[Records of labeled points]
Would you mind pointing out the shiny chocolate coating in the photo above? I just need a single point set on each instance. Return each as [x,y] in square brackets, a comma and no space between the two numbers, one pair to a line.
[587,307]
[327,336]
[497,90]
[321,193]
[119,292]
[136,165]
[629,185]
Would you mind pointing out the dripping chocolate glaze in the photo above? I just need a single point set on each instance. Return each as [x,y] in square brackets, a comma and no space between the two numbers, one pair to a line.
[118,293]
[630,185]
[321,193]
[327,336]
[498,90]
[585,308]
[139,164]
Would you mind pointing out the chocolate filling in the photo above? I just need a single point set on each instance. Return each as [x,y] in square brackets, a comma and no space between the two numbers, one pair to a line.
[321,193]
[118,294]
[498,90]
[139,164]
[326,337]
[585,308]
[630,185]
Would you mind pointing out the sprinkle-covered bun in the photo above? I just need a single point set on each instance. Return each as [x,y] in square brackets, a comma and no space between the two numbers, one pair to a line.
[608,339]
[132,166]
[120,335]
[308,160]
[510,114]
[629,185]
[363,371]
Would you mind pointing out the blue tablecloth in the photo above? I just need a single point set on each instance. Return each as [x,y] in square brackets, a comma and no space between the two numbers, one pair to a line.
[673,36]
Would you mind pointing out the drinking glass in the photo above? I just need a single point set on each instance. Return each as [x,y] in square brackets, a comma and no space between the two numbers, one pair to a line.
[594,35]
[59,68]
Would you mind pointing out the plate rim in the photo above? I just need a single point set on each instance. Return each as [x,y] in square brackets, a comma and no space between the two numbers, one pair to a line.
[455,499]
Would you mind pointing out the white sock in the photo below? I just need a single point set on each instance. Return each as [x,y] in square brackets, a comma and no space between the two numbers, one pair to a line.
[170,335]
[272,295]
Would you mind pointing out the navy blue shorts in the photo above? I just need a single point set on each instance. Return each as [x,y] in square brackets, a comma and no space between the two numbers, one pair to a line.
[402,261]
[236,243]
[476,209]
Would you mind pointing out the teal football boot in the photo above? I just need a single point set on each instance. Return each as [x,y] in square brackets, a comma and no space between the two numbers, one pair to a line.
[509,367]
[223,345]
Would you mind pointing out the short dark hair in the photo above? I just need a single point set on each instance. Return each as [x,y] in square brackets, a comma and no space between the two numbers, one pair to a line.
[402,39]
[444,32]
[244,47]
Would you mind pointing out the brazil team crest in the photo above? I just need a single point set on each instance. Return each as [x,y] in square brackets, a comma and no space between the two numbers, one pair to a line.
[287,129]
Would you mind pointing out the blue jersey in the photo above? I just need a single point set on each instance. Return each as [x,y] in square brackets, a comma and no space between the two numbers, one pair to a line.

= What to do =
Swap "Would you mind pointing out" for "Could you mark" in the material, from the line containing "Would you mind pointing out the white" through the end of the material, and change nothing else. Return only those lines.

= Exercise result =
Could you mark the white sock in the photo below? I just need a single point set on each instance. Return each as [x,y] in square brackets, a comma and no space between the two numbers, one pair to a line.
[170,335]
[272,295]
Could you mark the navy blue shorts in the photo above? I just need a single point set on each instance. Return each as [x,y] in square brackets, a comma and no space between the two numbers, one pair to a line.
[402,261]
[236,243]
[476,209]
Could you mark the teal football boot in the photo above? I just need a single point set on each instance. Return each as [x,y] in square brackets, a comma and no space between the two numbers, one pair to a line.
[509,367]
[223,345]
Could you mark the short dark hair in the photo above? I just need a single point set on each instance. Return each as [x,y] in square brackets, a comma and no space between the two numbers, one pair to a line.
[402,39]
[444,32]
[244,47]
Could you mark the brazil team crest in the photo above? I just need a single point set on each instance. Return each as [x,y] in square brackets, a comma and no space between the two numbers, one pair to a line.
[287,129]
Could you mark the blue jersey in the photo above? I just need a single point set on each instance. Return each as [x,y] in square brackets, a comma and no space between the two numbers, one pair to a line.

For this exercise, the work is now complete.